══ Exercise input

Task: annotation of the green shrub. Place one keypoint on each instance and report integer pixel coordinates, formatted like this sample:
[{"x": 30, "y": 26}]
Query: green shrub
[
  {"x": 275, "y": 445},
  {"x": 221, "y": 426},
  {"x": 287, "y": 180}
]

════

Reproduce the records above in full, without altering a single character.

» **Solution to the problem**
Task: annotation of the green shrub. Place one keypoint on each instance and report integer pixel coordinates, formatted like this sample:
[{"x": 30, "y": 26}]
Query: green shrub
[
  {"x": 275, "y": 445},
  {"x": 221, "y": 426},
  {"x": 287, "y": 180}
]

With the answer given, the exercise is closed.